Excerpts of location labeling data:
**********
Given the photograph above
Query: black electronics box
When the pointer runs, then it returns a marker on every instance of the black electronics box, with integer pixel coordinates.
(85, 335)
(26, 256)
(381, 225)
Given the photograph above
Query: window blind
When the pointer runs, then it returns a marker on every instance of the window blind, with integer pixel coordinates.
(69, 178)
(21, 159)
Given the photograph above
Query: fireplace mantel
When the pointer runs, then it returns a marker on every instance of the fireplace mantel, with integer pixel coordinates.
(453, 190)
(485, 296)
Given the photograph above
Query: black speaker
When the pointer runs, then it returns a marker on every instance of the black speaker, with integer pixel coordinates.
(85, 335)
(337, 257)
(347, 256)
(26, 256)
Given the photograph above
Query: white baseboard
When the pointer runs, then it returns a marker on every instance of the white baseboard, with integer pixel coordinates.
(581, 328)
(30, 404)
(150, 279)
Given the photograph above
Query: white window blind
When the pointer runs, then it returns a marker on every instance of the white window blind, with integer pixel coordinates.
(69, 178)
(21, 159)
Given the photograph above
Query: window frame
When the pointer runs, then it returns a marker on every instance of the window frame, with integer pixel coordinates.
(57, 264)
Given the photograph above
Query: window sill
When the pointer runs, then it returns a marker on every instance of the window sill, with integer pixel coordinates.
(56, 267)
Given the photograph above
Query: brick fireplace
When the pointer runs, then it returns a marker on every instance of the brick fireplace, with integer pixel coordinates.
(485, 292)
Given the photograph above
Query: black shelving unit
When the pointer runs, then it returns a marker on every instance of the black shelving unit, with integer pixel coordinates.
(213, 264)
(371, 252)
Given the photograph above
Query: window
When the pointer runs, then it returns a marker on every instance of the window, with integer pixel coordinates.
**********
What is required:
All of the material must be reproduced exactly.

Task answer:
Given the photograph above
Query: black electronics box
When the pointer runs, then it returns a marker on every instance of the black electronics box, with integer pixel coordinates.
(85, 335)
(26, 256)
(381, 225)
Given the photograph above
Query: window blind
When the pointer runs, then it returns a marker on every instance of the window blind, with integer pixel coordinates.
(69, 178)
(21, 159)
Given the photograph above
Query: fireplace mantel
When the pointer runs, then it returns a marker on every instance of the fireplace mantel, with integer pixel coordinates.
(453, 190)
(485, 296)
Given the photograph above
Query: black speaker
When the pointer runs, then it returns a marker on every instance of the black speaker, with integer pixel coordinates.
(85, 335)
(337, 257)
(347, 256)
(26, 256)
Given the photograph above
Query: white baseboard
When the pointer runs, then it returns a marker on every instance of the white baseboard, with integer pixel coordinates.
(581, 328)
(30, 404)
(150, 279)
Given the photograph above
Query: white window blind
When the pointer runs, then it returns a marker on every instance of the white window blind, with integer pixel coordinates.
(69, 178)
(21, 159)
Given the photograph above
Query: window frame
When the pointer runs, then it returns a marker on every instance of the window frame, with integer pixel coordinates.
(57, 264)
Given the photograph above
Query: window sill
When the pointer runs, then it returns a marker on every instance of the window sill, with integer pixel coordinates.
(56, 267)
Given the photograph above
Query: brick fireplace
When the pointer runs, then it returns a marker on every instance of the brick fireplace, with integer pixel coordinates.
(485, 292)
Given the photograph above
Query: black shelving unit
When the pointer runs, then it returns a marker on every instance of the black shelving unit, with integer pixel coordinates.
(213, 264)
(371, 252)
Given the photograph above
Query: window
When the pointer runs, then it returns a marker on every instance of the window, with integer pixel coordinates.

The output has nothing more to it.